But while the paper offers accurate forecasts and useful insights about how to understand the underlying “drivers” of donation propensities, it stops short of offering any specific advice about which donors to target and when/how to do so. This is where a new paper by David A. Schweidel and George Knox, "Incorporating Strategic Direct Marketing Activity into 'Buy 'Til You Die' Models," comes in. Building on the same basic modeling platform used by Fader et al, this paper goes further to explore the impact of fundraising efforts on short-term and long-term donation activity. It explicitly captures the “dual causality” that often exists between donations and solicitation efforts — in other words, solicitation efforts clearly drive donation behavior, but past donations also impact solicitation strategies.
Once again, informal heuristics are unable to sort out these intertwined patterns, but a carefully crafted statistical model is able to do so. Schweidel and Knox show how an organization can gain specific understanding of how soliciting donors can not only influence the decision to make a contribution in response to a particular piece of direct mail, but also how it impacts their tendency to lapse. On one hand, fundraising efforts may deepen a donor’s attachment to an organization, but such activities may also irritate donors and trigger a premature end to the relationship. Striking the right balance here is obviously critical to any nonprofit, but it has not been examined very carefully on a regular basis.

* Information:
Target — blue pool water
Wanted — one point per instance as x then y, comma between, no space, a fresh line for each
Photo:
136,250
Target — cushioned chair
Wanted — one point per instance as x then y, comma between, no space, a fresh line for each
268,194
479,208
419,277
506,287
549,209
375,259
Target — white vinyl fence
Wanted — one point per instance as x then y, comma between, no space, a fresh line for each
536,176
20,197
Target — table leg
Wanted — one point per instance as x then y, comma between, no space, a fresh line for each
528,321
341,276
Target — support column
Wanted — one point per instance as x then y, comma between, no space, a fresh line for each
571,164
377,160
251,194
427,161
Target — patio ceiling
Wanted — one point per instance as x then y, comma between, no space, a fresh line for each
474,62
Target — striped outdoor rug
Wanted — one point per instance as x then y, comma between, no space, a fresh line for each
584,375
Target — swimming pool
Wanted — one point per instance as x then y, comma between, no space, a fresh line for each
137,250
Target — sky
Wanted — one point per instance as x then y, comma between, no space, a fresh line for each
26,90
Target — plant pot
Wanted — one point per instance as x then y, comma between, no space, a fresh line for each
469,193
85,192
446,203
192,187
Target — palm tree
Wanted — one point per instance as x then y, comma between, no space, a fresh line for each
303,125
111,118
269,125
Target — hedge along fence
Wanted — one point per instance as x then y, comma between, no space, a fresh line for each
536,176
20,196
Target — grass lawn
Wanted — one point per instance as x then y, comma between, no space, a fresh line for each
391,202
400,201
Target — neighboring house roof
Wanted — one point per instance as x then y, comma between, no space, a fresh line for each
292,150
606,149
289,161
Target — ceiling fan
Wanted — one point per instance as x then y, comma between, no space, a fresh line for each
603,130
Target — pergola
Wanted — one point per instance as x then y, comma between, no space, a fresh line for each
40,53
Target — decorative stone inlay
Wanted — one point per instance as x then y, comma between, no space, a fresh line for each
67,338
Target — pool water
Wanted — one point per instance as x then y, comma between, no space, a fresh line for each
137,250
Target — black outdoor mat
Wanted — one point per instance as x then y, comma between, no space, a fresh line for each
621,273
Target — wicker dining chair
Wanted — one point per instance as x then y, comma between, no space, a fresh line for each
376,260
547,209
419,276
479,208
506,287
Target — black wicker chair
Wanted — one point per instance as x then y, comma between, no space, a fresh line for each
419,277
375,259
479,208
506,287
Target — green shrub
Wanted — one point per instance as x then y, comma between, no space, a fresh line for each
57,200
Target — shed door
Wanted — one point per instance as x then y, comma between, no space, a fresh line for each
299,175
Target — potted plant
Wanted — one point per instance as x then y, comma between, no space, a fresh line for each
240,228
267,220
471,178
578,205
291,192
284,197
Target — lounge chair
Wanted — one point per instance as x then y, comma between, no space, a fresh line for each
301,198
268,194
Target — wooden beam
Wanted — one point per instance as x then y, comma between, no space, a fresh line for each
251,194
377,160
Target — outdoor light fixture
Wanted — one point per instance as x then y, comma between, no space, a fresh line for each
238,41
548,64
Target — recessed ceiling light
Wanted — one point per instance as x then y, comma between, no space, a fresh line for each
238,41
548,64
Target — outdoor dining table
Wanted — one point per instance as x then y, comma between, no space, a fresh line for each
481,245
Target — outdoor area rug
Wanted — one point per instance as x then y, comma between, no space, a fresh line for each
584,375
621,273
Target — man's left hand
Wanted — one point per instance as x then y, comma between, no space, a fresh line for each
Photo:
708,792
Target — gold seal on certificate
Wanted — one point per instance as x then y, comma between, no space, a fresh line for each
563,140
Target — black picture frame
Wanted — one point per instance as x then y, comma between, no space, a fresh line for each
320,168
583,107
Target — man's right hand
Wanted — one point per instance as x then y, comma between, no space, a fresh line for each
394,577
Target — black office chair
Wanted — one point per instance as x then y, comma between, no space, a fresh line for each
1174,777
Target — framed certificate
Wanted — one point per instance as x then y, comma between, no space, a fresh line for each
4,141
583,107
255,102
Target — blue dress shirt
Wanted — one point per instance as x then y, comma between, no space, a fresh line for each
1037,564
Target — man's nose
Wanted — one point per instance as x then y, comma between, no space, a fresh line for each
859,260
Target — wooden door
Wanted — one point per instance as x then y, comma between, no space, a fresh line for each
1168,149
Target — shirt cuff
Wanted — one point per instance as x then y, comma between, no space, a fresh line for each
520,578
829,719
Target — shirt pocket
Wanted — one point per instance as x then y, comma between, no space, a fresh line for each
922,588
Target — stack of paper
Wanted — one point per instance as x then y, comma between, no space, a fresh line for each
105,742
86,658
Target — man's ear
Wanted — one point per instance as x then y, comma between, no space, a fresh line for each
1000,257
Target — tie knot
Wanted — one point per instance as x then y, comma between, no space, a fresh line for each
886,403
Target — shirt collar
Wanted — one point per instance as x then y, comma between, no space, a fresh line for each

* List of tasks:
1. Repeat the fundraising passage word for word from "But while the" up to and including "impact solicitation strategies.".
2. Pick up the fundraising passage after its last sentence and carry it on in the same style.

* Expected outputs:
1.
But while the paper offers accurate forecasts and useful insights about how to understand the underlying “drivers” of donation propensities, it stops short of offering any specific advice about which donors to target and when/how to do so. This is where a new paper by David A. Schweidel and George Knox, "Incorporating Strategic Direct Marketing Activity into 'Buy 'Til You Die' Models," comes in. Building on the same basic modeling platform used by Fader et al, this paper goes further to explore the impact of fundraising efforts on short-term and long-term donation activity. It explicitly captures the “dual causality” that often exists between donations and solicitation efforts — in other words, solicitation efforts clearly drive donation behavior, but past donations also impact solicitation strategies.

2.
Taken together, these two papers offer a powerful “one-two punch” for data-driven nonprofits that are interested in moving beyond casual “rules of thumb” to address key questions about future donation patterns and the best ways to enhance them using standard solicitation strategies. These methods have proven useful in other industries that also focus on the collection and analysis of detailed customer-level records (e.g., pharmaceuticals, telecommunications, financial services), and the carryover to nonprofits is surprisingly smooth and robust.